Testo
Introduzione
All'Episcopato,
al Clero e ai Fedeli sulla Santificazione della Domenica
Venerati
Fratelli nell'episcopato e nel sacerdozio,
Carissimi Fratelli e Sorelle!
1.
Il giorno del Signore — come fu definita la domenica fin dai tempi apostolici
1 — ha avuto sempre, nella storia della Chiesa, una considerazione
privilegiata per la sua stretta connessione col nucleo stesso del mistero
cristiano. La domenica infatti richiama, nella scansione settimanale del tempo,
il giorno della risurrezione di Cristo. È la Pasqua della settimana, in
cui si celebra la vittoria di Cristo sul peccato e sulla morte, il compimento
in lui della prima creazione, e l'inizio della «nuova creazione» (cfr 2 Cor
5, 17). È il giorno dell'evocazione adorante e grata del primo giorno del
mondo, ed insieme la prefigurazione, nella speranza operosa, dell'«ultimo
giorno», quando Cristo verrà nella gloria (cfr At 1, 11; 1 Ts 4,
13-17) e saranno fatte «nuove tutte le cose» (cfr Ap 21, 5).
Alla domenica,
pertanto, ben s'addice l'esclamazione del Salmista: «Questo è il giorno che ha
fatto il Signore: rallegriamoci ed esultiamo in esso» (Sal 118 [117],
24). Questo invito alla gioia, che la liturgia di Pasqua fa proprio, porta il
segno dello stupore da cui furono investite le donne che avevano assistito alla
crocifissione di Cristo quando, recatesi al sepolcro «di buon mattino, il primo
giorno dopo il sabato» (Mc 16, 2), lo trovarono vuoto. È invito a
rivivere, in qualche modo, l'esperienza dei due discepoli di Emmaus, che
sentirono «ardere il cuore nel petto» mentre il Risorto si affiancava a loro
lungo il cammino, spiegando le Scritture e rivelandosi nello «spezzare il pane»

* _Sfida 1_
Riscrivi in forma di elenco puntato il paragrafo del testo sulla domenica che comincia con «Il giorno del Signore», conservandone i fatti principali.
* _Sfida 2_
Elenca tutti i riferimenti biblici citati fra parentesi nel testo sulla domenica.
* _Sfida 3_
Indica se ciascuna affermazione concorda con il testo sulla domenica e rispondi sì o no, citando le parole decisive: (a) la domenica richiama il giorno della risurrezione di Cristo; (b) le donne trovarono il sepolcro chiuso; (c) i discepoli di Emmaus erano tre.

* _Dati forniti_
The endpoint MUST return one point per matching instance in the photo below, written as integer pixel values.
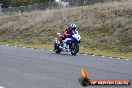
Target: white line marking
(1, 87)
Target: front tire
(56, 48)
(75, 49)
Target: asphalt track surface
(34, 68)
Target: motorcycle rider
(68, 32)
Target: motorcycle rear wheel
(56, 48)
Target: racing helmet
(73, 27)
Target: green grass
(105, 28)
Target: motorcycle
(72, 44)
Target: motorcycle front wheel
(56, 48)
(75, 49)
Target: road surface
(35, 68)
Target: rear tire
(75, 49)
(56, 48)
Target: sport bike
(72, 43)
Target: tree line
(16, 3)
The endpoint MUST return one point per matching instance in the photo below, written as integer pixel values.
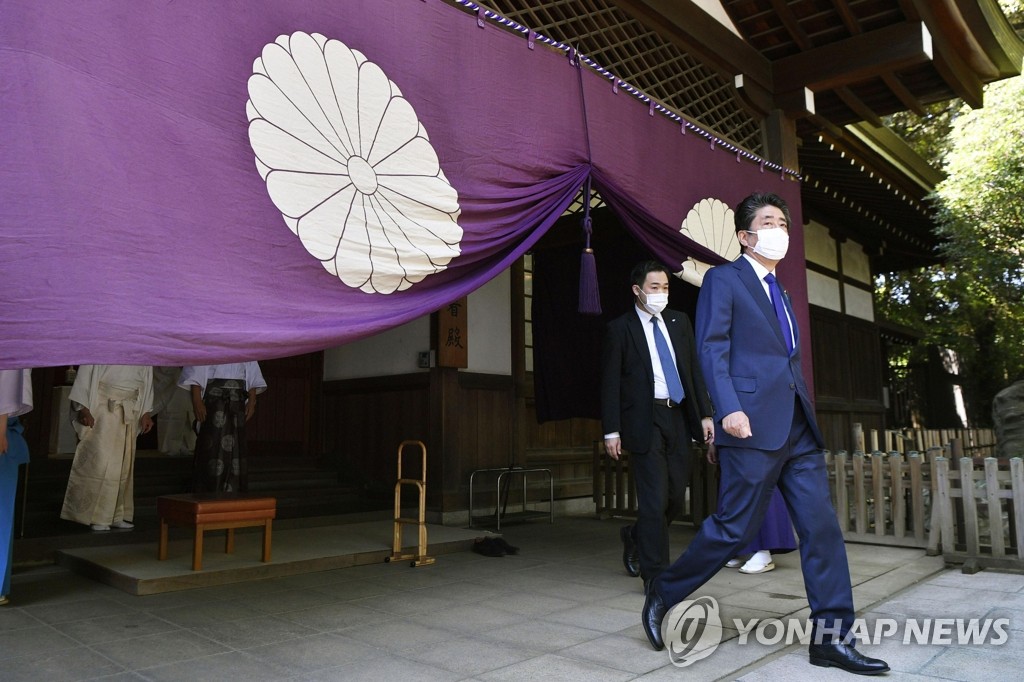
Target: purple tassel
(590, 293)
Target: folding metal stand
(421, 558)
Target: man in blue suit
(749, 346)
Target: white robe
(99, 489)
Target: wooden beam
(753, 95)
(893, 83)
(961, 78)
(860, 109)
(797, 103)
(685, 25)
(780, 139)
(853, 59)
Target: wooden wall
(464, 419)
(848, 376)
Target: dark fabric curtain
(567, 344)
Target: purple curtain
(197, 182)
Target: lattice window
(641, 57)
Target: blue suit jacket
(744, 358)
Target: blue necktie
(776, 302)
(668, 366)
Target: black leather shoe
(653, 613)
(509, 549)
(845, 656)
(631, 556)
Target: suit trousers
(662, 475)
(748, 479)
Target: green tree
(973, 303)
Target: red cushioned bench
(214, 513)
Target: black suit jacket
(628, 379)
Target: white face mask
(654, 302)
(773, 243)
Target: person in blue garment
(775, 536)
(749, 344)
(15, 399)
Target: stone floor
(561, 609)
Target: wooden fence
(905, 497)
(885, 498)
(981, 512)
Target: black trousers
(660, 475)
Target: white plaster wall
(819, 247)
(491, 327)
(823, 291)
(859, 303)
(387, 353)
(394, 351)
(855, 262)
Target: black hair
(747, 209)
(645, 267)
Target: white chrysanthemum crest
(711, 224)
(349, 165)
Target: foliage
(974, 302)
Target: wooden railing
(899, 498)
(981, 512)
(885, 498)
(977, 442)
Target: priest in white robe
(110, 407)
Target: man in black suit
(653, 399)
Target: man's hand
(736, 425)
(199, 408)
(708, 426)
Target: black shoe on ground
(509, 549)
(631, 556)
(846, 657)
(651, 616)
(487, 547)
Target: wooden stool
(214, 513)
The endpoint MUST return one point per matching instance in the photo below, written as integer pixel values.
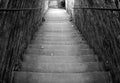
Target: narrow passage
(60, 55)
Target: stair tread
(59, 59)
(62, 67)
(35, 77)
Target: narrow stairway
(60, 55)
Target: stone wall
(69, 7)
(16, 31)
(101, 29)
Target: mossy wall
(101, 29)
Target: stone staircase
(60, 55)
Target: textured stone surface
(56, 59)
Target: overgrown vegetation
(101, 29)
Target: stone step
(59, 59)
(62, 44)
(55, 52)
(62, 67)
(35, 77)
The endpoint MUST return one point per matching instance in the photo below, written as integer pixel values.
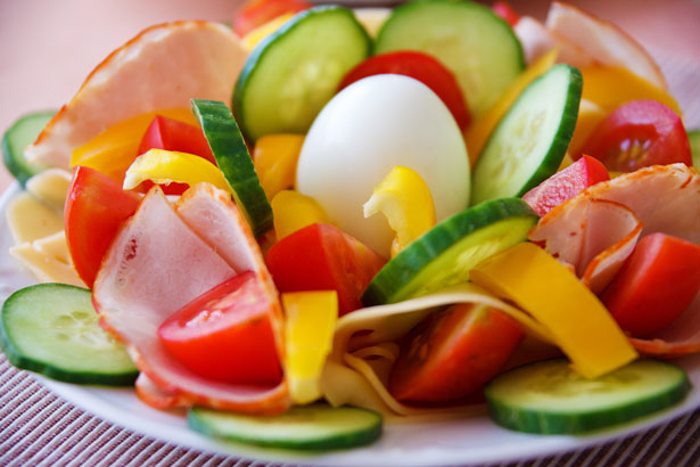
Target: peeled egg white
(367, 129)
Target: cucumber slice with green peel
(694, 139)
(531, 140)
(53, 329)
(550, 398)
(293, 73)
(311, 427)
(231, 154)
(469, 39)
(21, 134)
(445, 254)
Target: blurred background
(48, 47)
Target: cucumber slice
(311, 427)
(694, 139)
(469, 39)
(53, 329)
(530, 142)
(293, 73)
(231, 154)
(550, 398)
(21, 134)
(444, 255)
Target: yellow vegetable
(310, 323)
(275, 160)
(405, 199)
(111, 151)
(254, 37)
(292, 211)
(579, 323)
(481, 129)
(163, 167)
(610, 87)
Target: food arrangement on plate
(325, 219)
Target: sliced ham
(156, 265)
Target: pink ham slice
(156, 265)
(663, 199)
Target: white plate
(464, 441)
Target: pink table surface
(46, 50)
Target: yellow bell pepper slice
(257, 35)
(113, 150)
(275, 159)
(405, 200)
(480, 130)
(579, 323)
(309, 325)
(292, 211)
(610, 87)
(164, 167)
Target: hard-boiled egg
(367, 129)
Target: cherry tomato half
(226, 334)
(639, 134)
(656, 284)
(255, 13)
(96, 207)
(423, 67)
(454, 353)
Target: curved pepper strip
(310, 323)
(112, 151)
(480, 130)
(405, 200)
(579, 323)
(162, 166)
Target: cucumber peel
(231, 154)
(53, 329)
(21, 134)
(444, 255)
(550, 398)
(312, 427)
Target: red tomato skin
(323, 257)
(226, 334)
(423, 67)
(566, 184)
(453, 354)
(96, 208)
(656, 127)
(656, 284)
(255, 13)
(173, 135)
(507, 12)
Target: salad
(327, 219)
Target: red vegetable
(655, 285)
(255, 13)
(506, 11)
(566, 184)
(639, 134)
(96, 207)
(226, 334)
(453, 354)
(323, 257)
(423, 67)
(173, 135)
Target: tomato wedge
(655, 285)
(639, 134)
(423, 67)
(323, 257)
(226, 334)
(96, 207)
(255, 13)
(453, 353)
(173, 135)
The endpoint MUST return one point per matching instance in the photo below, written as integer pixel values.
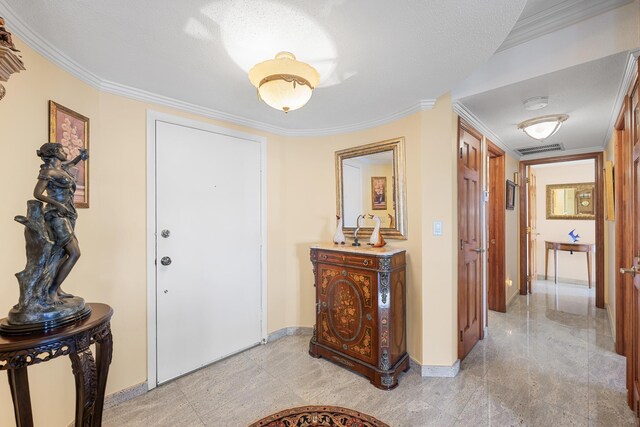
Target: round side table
(17, 353)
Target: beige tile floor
(549, 361)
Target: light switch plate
(437, 228)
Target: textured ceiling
(376, 58)
(586, 92)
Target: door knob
(631, 271)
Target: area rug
(319, 416)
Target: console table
(588, 248)
(19, 352)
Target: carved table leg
(104, 350)
(84, 370)
(19, 384)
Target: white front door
(208, 232)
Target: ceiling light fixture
(541, 128)
(284, 83)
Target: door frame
(598, 158)
(496, 292)
(152, 118)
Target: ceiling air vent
(540, 149)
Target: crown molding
(54, 55)
(460, 109)
(629, 73)
(425, 104)
(554, 18)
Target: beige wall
(301, 210)
(570, 267)
(610, 252)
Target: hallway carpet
(549, 361)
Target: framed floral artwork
(379, 192)
(72, 131)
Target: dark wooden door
(532, 230)
(636, 251)
(470, 244)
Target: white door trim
(152, 118)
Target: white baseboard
(438, 371)
(123, 395)
(566, 280)
(612, 321)
(284, 332)
(513, 297)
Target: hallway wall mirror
(370, 179)
(571, 201)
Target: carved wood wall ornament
(10, 61)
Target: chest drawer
(351, 260)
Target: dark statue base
(25, 322)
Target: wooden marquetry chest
(360, 310)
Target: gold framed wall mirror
(571, 201)
(370, 179)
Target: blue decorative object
(574, 236)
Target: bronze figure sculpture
(52, 249)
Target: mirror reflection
(571, 201)
(370, 180)
(368, 188)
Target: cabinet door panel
(346, 318)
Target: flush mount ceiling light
(284, 83)
(541, 128)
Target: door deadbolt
(632, 271)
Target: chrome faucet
(355, 233)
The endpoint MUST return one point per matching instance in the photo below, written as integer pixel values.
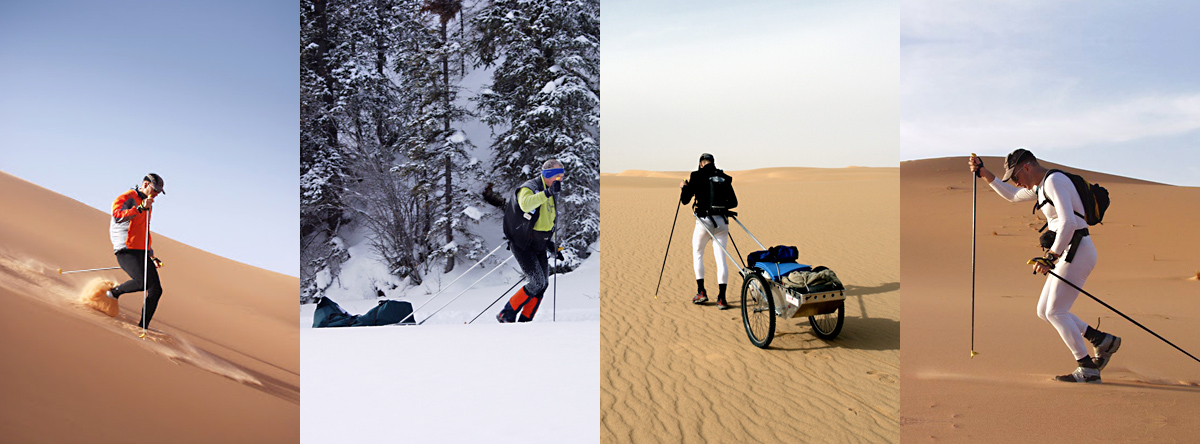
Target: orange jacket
(127, 228)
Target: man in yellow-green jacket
(529, 225)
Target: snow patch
(473, 213)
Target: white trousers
(1057, 297)
(700, 239)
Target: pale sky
(1102, 85)
(96, 94)
(757, 83)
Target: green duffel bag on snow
(814, 281)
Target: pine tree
(545, 94)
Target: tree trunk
(445, 83)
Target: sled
(765, 297)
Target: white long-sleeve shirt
(1060, 190)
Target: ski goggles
(549, 174)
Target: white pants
(700, 239)
(1054, 306)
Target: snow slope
(445, 382)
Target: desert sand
(223, 365)
(676, 372)
(1147, 267)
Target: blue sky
(1103, 85)
(96, 94)
(760, 83)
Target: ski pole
(107, 268)
(465, 291)
(669, 250)
(1119, 312)
(553, 300)
(975, 203)
(497, 300)
(451, 283)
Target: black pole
(669, 250)
(497, 299)
(1122, 315)
(975, 205)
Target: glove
(1048, 261)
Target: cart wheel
(757, 310)
(828, 325)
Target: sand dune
(222, 364)
(672, 371)
(1147, 251)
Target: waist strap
(1074, 244)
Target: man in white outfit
(1071, 252)
(708, 220)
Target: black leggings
(133, 263)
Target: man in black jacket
(713, 192)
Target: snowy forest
(420, 117)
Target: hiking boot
(1105, 349)
(1081, 375)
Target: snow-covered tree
(545, 97)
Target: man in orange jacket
(132, 244)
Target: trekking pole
(107, 268)
(1119, 312)
(145, 275)
(497, 300)
(451, 283)
(975, 202)
(465, 291)
(669, 250)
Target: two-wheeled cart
(766, 294)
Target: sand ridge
(1146, 255)
(221, 363)
(672, 371)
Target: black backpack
(720, 193)
(1095, 197)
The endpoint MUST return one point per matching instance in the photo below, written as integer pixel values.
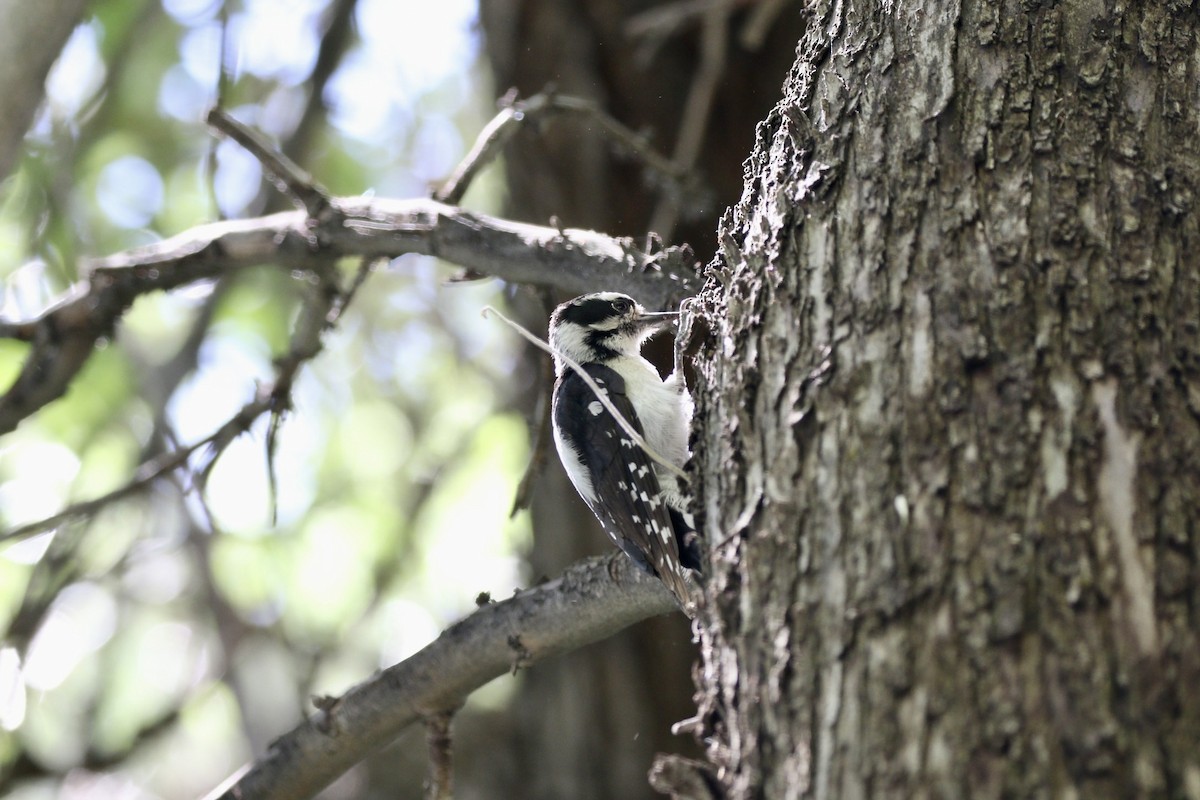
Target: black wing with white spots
(624, 489)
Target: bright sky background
(409, 48)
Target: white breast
(663, 407)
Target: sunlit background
(191, 612)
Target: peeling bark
(949, 411)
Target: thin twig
(441, 745)
(694, 124)
(497, 133)
(601, 395)
(589, 602)
(281, 170)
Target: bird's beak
(657, 320)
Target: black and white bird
(640, 504)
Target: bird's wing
(625, 495)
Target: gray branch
(591, 601)
(31, 36)
(570, 259)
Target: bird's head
(601, 326)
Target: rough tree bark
(949, 445)
(588, 725)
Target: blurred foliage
(154, 647)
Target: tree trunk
(949, 411)
(591, 723)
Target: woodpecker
(640, 504)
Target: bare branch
(497, 133)
(281, 170)
(571, 259)
(441, 745)
(589, 602)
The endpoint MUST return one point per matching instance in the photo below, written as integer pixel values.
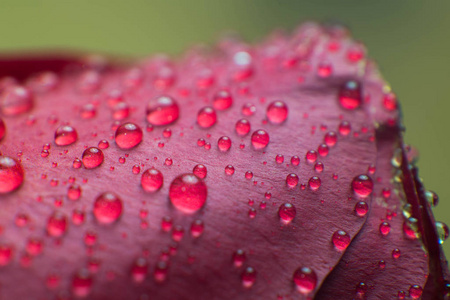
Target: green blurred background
(410, 40)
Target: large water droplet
(152, 180)
(260, 139)
(442, 231)
(15, 100)
(222, 100)
(92, 157)
(188, 193)
(65, 135)
(305, 279)
(107, 208)
(277, 112)
(128, 136)
(350, 95)
(206, 117)
(362, 186)
(162, 111)
(11, 174)
(341, 240)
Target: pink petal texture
(221, 175)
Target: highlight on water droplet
(188, 193)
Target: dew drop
(107, 208)
(341, 240)
(200, 170)
(361, 208)
(11, 174)
(128, 136)
(260, 139)
(224, 143)
(350, 95)
(242, 127)
(222, 100)
(362, 186)
(287, 213)
(277, 112)
(188, 193)
(162, 111)
(305, 280)
(206, 117)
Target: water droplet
(305, 280)
(287, 212)
(248, 277)
(197, 228)
(188, 193)
(442, 231)
(92, 157)
(432, 198)
(385, 228)
(224, 143)
(396, 253)
(57, 224)
(6, 254)
(16, 100)
(248, 109)
(222, 100)
(65, 135)
(362, 186)
(200, 170)
(341, 240)
(314, 183)
(350, 95)
(11, 174)
(330, 138)
(415, 291)
(107, 208)
(292, 180)
(128, 136)
(206, 117)
(229, 170)
(411, 228)
(74, 192)
(295, 160)
(277, 112)
(162, 111)
(345, 128)
(260, 139)
(242, 127)
(81, 283)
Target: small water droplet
(305, 280)
(362, 186)
(128, 136)
(11, 174)
(287, 212)
(341, 240)
(206, 117)
(107, 208)
(260, 139)
(350, 95)
(200, 170)
(277, 112)
(188, 193)
(162, 111)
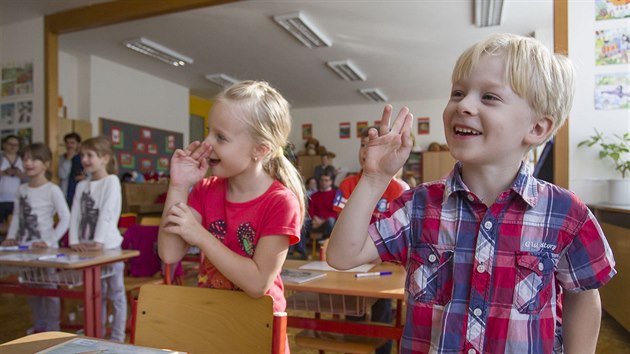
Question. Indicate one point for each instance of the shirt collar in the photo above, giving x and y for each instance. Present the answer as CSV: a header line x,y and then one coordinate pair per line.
x,y
525,185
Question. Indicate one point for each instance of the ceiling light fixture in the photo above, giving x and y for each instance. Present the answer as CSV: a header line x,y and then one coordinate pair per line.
x,y
374,95
157,51
303,29
347,70
488,12
221,79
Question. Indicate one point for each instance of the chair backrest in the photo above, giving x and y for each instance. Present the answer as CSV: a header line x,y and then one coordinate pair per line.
x,y
202,320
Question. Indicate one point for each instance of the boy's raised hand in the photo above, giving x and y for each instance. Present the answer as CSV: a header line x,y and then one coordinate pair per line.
x,y
388,149
189,165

* _Soluzione proposta 1_
- La domenica è chiamata «giorno del Signore» fin dai tempi apostolici e ha sempre avuto nella Chiesa una considerazione privilegiata, perché è strettamente legata al nucleo del mistero cristiano.
- Nel ritmo della settimana richiama il giorno della risurrezione di Cristo.
- È la Pasqua della settimana. In essa si celebrano la vittoria di Cristo sul peccato e sulla morte, il compimento in lui della prima creazione e l'inizio della «nuova creazione».
- Ricorda con adorazione e gratitudine il primo giorno del mondo.
- Prefigura nella speranza l'«ultimo giorno», quando Cristo verrà nella gloria e saranno fatte «nuove tutte le cose».

* _Soluzione proposta 2_
- 2 Cor 5, 17
- At 1, 11
- 1 Ts 4, 13-17
- Ap 21, 5
- Sal 118 [117], 24
- Mc 16, 2

* _Soluzione proposta 3_
(a) Sì: «La domenica infatti richiama, nella scansione settimanale del tempo, il giorno della risurrezione di Cristo».
(b) No: «lo trovarono vuoto».
(c) No: «l'esperienza dei due discepoli di Emmaus».